Location
- Bhopal, Madhya Pradesh India 23°14′33″N 77°26′52″E﻿ / ﻿23.242569°N 77.447752°E

Information
- Type: Public Sector School
- Established: 1963
- Principal: N.U.K. Menon
- Classes: 1 to 12
- Campus: Urban

= Raman School Bhopal =

Raman Higher Secondary School was one of the oldest schools in Bhopal. This school was established in 1963 by Bharat Heavy Electrical Education Society (now part of BHEL Shiksha Mandal Bhopal, with funding from the public sector engineering company Bharat Heavy Electricals Limited (BHEL) Bhopal.

==Etymology==
The school was named after C. V. Raman, an Indian scientist who was awarded the 1930 Nobel Prize in Physics for his work on the scattering of light and for the discovery of the Raman effect.

□ □ □ □ □ □ □

*What you have to do:* Output the Raman School Bhopal text verbatim, in full.

□ □ □ □ □ □ □

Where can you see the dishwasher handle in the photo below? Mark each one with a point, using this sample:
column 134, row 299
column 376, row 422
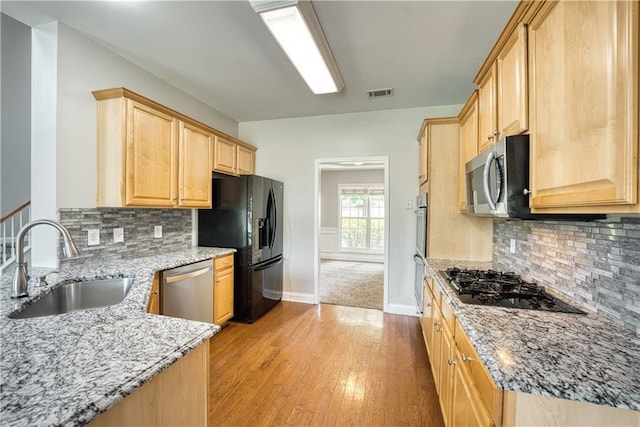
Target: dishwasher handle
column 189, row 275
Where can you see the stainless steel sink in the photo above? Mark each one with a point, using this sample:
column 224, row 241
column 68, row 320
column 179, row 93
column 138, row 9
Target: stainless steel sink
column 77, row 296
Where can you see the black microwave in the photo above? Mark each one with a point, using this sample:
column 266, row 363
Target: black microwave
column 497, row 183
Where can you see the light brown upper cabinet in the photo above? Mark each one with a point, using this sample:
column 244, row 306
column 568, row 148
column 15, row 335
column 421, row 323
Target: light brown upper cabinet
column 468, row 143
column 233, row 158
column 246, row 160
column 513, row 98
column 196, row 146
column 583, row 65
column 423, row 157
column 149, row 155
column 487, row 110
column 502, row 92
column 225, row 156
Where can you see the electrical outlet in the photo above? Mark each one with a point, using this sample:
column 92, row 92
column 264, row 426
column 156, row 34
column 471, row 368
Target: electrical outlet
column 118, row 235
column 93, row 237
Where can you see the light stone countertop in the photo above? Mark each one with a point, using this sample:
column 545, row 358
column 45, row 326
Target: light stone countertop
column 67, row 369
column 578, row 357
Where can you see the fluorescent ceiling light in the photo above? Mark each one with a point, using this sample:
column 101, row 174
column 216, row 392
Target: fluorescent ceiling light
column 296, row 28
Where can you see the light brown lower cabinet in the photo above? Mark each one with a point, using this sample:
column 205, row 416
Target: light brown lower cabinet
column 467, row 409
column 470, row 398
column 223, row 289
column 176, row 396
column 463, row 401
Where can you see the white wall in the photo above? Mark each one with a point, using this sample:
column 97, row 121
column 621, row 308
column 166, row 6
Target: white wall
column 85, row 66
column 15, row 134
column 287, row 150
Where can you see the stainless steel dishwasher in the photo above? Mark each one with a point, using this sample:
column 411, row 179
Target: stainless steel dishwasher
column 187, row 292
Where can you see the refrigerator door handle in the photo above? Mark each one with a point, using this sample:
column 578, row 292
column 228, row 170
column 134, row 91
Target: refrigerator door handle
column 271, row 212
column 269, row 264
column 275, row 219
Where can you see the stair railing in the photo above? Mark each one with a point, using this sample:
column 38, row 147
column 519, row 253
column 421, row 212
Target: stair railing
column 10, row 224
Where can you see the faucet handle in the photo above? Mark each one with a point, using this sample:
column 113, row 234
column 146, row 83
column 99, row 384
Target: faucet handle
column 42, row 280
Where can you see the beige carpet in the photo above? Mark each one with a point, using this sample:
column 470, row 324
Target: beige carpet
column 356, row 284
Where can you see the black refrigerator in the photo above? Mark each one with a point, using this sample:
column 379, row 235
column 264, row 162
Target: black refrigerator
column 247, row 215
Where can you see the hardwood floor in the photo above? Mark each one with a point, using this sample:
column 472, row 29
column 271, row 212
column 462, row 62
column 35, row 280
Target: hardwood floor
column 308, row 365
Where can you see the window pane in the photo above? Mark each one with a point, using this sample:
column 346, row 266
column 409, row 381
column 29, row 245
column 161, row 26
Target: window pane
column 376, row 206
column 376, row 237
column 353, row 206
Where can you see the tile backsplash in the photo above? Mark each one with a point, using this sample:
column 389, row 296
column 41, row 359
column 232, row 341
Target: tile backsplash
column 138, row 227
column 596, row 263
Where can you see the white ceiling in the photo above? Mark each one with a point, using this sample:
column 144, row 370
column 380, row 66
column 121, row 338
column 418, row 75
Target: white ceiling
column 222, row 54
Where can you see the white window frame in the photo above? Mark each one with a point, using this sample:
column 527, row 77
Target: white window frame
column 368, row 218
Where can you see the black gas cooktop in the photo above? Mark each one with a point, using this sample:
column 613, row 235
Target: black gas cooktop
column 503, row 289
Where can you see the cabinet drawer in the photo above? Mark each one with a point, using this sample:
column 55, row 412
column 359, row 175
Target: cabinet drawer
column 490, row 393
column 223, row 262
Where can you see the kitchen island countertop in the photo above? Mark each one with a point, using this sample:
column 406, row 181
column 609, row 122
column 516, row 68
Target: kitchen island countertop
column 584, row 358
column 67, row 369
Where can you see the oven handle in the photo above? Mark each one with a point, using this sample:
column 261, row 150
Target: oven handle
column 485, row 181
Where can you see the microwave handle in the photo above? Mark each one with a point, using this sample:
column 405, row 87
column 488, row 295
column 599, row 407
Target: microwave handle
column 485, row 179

□ □ □ □ □ □ □

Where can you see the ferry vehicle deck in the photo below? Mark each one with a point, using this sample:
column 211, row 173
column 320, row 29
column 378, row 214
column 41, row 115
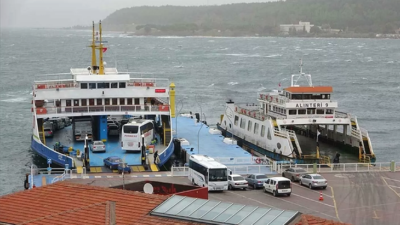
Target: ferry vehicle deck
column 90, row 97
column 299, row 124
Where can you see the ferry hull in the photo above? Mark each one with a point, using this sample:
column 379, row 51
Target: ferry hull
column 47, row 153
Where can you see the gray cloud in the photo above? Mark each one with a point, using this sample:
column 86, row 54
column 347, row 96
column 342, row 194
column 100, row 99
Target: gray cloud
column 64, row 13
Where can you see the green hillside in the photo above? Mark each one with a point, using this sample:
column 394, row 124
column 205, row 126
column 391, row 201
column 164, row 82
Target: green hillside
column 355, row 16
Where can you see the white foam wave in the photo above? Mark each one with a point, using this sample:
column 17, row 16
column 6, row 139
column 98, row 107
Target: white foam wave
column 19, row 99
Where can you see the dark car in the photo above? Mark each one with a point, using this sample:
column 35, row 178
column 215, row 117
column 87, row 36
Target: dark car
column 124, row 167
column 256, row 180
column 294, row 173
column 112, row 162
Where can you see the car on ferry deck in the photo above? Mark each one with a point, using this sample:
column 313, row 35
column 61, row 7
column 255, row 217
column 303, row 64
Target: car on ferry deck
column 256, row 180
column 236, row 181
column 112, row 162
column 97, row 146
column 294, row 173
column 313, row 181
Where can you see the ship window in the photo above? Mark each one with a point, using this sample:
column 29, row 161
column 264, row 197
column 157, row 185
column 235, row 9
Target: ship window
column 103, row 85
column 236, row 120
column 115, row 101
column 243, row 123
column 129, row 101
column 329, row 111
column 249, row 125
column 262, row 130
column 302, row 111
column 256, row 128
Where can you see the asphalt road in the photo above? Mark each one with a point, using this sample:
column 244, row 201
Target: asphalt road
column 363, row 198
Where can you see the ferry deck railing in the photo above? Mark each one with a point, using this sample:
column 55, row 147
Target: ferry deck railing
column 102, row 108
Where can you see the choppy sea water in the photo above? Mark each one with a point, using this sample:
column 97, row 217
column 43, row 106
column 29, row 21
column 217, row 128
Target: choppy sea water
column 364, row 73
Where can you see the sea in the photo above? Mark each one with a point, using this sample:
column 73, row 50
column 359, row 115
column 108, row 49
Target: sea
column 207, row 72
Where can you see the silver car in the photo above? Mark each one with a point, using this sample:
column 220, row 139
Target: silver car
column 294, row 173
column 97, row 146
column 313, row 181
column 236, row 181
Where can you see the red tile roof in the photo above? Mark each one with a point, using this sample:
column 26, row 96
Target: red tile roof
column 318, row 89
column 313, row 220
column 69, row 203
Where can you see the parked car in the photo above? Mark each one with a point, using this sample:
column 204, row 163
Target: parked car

□ □ □ □ □ □ □

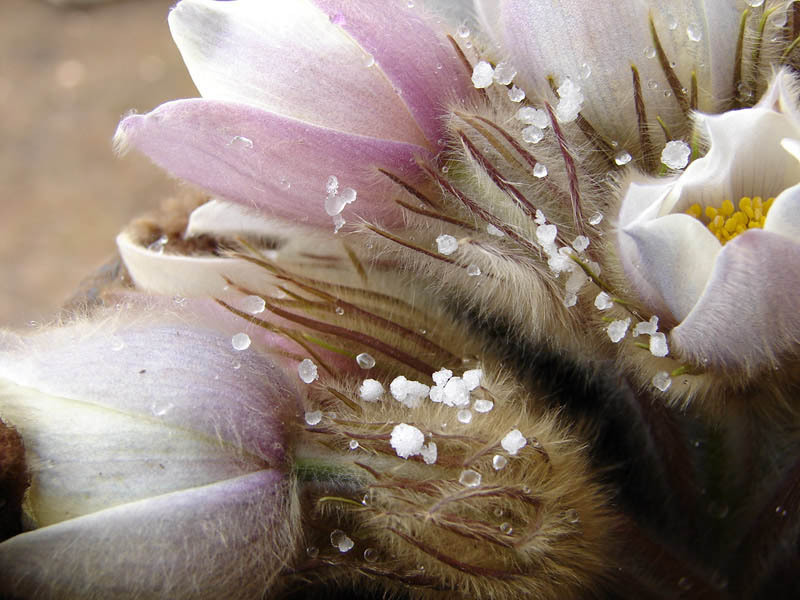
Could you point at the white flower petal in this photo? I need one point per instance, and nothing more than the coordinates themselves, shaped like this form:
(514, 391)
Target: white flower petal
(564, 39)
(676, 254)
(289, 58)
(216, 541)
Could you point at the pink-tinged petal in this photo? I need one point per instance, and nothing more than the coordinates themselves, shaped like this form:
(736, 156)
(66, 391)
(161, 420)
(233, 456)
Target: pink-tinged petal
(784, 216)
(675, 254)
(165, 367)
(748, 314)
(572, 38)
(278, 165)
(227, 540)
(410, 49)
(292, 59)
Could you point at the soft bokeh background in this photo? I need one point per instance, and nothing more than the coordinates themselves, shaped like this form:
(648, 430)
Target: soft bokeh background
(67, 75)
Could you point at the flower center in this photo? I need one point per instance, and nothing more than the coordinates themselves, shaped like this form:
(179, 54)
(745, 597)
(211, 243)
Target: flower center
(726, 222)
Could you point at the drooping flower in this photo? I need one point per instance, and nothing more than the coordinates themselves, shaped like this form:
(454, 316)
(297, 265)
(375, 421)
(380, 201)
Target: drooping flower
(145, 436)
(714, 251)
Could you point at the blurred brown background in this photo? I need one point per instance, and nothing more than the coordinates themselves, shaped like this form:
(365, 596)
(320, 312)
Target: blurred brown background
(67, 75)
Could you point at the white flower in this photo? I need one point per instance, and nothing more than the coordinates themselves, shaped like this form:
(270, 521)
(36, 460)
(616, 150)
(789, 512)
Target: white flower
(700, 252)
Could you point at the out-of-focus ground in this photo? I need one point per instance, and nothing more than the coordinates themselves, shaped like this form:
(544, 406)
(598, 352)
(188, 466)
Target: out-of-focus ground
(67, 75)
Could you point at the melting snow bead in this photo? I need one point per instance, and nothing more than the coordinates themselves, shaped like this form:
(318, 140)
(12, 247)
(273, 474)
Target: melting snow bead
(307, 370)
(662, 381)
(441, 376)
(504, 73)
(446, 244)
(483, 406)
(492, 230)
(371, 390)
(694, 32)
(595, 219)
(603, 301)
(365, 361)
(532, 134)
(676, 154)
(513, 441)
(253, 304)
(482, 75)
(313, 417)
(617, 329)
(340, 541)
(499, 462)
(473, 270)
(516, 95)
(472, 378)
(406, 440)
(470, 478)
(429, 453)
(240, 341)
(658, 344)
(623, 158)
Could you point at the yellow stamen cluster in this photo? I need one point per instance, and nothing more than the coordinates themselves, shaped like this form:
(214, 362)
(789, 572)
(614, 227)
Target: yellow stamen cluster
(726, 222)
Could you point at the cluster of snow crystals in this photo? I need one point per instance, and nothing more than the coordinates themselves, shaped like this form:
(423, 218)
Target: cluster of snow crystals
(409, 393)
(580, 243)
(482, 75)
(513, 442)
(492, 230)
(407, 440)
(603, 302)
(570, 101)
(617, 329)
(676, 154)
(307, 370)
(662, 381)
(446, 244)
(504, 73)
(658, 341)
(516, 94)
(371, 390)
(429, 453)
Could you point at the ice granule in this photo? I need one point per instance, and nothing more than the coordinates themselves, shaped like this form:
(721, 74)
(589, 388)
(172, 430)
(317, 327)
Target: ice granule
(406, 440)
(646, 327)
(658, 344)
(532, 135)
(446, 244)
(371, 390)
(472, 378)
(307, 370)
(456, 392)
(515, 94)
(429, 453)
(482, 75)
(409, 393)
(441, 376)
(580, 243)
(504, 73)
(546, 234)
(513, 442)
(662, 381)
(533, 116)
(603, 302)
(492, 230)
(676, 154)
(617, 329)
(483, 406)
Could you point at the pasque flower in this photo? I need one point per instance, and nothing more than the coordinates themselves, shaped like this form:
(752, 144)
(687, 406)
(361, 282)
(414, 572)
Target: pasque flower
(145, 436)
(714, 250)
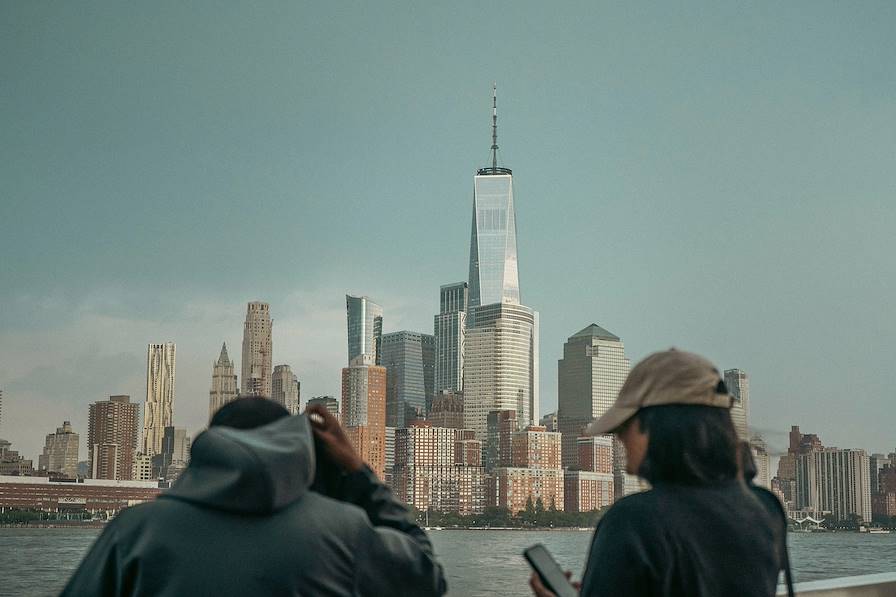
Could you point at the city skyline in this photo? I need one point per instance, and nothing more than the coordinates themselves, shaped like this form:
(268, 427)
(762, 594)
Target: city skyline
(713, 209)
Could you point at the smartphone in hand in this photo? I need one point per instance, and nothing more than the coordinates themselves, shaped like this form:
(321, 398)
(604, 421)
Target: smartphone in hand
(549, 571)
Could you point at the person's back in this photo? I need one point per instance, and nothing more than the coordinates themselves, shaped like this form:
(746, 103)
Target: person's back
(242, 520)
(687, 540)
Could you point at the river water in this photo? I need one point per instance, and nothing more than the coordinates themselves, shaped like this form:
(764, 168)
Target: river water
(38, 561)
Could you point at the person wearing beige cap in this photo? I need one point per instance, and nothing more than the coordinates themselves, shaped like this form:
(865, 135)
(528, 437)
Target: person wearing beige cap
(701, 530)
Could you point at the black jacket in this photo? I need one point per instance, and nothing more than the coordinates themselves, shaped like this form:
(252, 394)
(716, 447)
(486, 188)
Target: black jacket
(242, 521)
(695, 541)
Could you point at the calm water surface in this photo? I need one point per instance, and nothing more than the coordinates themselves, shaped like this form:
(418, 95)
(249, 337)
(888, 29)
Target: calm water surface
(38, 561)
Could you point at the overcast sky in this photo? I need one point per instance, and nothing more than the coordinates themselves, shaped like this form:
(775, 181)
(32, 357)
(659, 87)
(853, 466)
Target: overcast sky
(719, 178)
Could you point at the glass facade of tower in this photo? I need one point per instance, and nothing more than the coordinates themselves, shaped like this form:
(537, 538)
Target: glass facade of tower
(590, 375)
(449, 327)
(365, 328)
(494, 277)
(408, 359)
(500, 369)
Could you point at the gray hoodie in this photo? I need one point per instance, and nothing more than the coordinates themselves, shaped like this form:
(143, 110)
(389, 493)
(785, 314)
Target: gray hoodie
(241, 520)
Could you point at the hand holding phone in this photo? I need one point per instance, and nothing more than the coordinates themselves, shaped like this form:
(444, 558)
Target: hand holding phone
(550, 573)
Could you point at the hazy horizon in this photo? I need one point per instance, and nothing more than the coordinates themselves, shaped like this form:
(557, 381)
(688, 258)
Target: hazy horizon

□ □ □ □ □ □ □

*Complete output:*
Location
- Bhopal, Madhya Pradesh India 23°14′33″N 77°26′52″E﻿ / ﻿23.242569°N 77.447752°E

Information
- Type: Public Sector School
- Established: 1963
- Principal: N.U.K. Menon
- Classes: 1 to 12
- Campus: Urban

= Raman School Bhopal =

Raman Higher Secondary School was one of the oldest schools in Bhopal. This school was established in 1963 by Bharat Heavy Electrical Education Society (now part of BHEL Shiksha Mandal Bhopal, with funding from the public sector engineering company Bharat Heavy Electricals Limited (BHEL) Bhopal.

==Etymology==
The school was named after C. V. Raman, an Indian scientist who was awarded the 1930 Nobel Prize in Physics for his work on the scattering of light and for the discovery of the Raman effect.